Saved entries:
§

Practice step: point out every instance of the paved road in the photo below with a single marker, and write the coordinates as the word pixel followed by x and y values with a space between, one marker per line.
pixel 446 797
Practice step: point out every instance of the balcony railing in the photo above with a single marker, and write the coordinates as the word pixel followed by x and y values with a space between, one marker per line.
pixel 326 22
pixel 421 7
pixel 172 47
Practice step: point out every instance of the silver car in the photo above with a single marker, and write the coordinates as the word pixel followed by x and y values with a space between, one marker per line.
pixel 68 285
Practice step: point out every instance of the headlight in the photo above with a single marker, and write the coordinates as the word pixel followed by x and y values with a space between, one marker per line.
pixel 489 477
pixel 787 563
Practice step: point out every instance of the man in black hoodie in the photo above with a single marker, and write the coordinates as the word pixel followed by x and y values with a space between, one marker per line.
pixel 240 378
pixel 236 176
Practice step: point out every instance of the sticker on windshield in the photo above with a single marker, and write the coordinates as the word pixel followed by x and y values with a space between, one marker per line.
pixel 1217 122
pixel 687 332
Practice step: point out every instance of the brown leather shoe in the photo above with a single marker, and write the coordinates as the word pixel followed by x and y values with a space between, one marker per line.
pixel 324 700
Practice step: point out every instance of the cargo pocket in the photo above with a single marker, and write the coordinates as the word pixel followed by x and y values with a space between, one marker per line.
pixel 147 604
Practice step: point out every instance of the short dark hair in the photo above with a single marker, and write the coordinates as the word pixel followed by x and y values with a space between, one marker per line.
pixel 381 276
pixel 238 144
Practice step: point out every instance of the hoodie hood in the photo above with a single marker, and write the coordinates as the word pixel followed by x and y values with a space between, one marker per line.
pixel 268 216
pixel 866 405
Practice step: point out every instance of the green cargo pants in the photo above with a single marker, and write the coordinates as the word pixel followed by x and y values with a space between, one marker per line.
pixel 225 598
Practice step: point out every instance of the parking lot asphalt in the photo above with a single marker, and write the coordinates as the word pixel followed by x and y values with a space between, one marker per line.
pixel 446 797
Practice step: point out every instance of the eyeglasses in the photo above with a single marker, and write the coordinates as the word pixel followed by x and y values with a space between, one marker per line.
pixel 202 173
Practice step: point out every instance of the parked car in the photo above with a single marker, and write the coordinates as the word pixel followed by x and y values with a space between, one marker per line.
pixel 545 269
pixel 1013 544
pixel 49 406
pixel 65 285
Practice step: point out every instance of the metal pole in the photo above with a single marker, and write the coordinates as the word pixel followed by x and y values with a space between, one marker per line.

§

Output the records above in their entirety, exactly.

Practice step: point out every instance of the paved road in the photo below with a single marker, and write the coordinates as the word pixel followed by x and y values with a space between, one marker per line.
pixel 446 797
Practice step: point out every instance of the balcony railing in the photo above with a single marker, and write the coordinates as the word pixel followed by x and y values with a space between, one marker per line.
pixel 326 22
pixel 421 7
pixel 172 47
Practice step: point out every instance of the silver car in the photo above with a single marker, and write the coordinates as the word pixel followed by x and y values with a space between, one marker per line.
pixel 68 285
Practice step: point out every instance of the headlight in the photo above with a single marker, and write the coordinates as the word pixel followed by x and y values with a space between, one marker per line.
pixel 489 477
pixel 787 563
Practice step: point out every instance of the man in black hoodie in the photo above with a single marker, and write the coordinates as the word pixel followed by x and y values with a space between, one marker per line.
pixel 240 378
pixel 236 176
Practice step: point out every instance of the sticker on windshield in the photo above with a single marker, and write the coordinates as the word pixel followed by x and y values with a space between, one marker per line.
pixel 1217 122
pixel 687 332
Practice step: point out every instance of the brown leather shoe in the photo above with a single marker, and write the coordinates as the word pixel followed by x and y values with a space between, one marker per line.
pixel 324 700
Practice step: point out every instance of the cargo pocket in the photo above with a single marker, and write the coordinates as the word pixel followed by x and y values with a space between, one marker per line.
pixel 147 604
Practice step: point out every instance of the short dark hair in the photo above with a single marker, and write the coordinates as the word pixel followed by x and y values with a space between, one marker per line.
pixel 381 276
pixel 238 144
Practice step: point out every instance of the hoodie hood in the photo above with a single marker, and write the coordinates as the word pixel followed by x and y values with a space between, one marker per line.
pixel 268 216
pixel 866 405
Practice step: point out every instance of the green cargo pants in the photo above with a single marker, and write the coordinates as the word pixel followed by x and y values with a space between, one marker per line.
pixel 225 598
Practice step: point out every instance of the parking lot asphalt in the photo above with a single marker, and write the coordinates as the word pixel followed by x and y values with a space between, one marker per line.
pixel 446 797
Practice step: point out every instance of the eyeglasses in the photo above with a single marker, and write the coordinates as the word pixel followed by x and y values with a space between, one marker per line.
pixel 202 173
Practice step: point out every instance of the parked car in the photo above with a single marker, and write the coordinates as the word pixel followed by x and y values with a space between, one marker per line.
pixel 545 269
pixel 1013 544
pixel 49 406
pixel 65 285
Practice step: point out every instance of the metal pole in the photo above with a single marker, and write the coordinates as the word pixel followed by x and y values with a space between, one marker per line.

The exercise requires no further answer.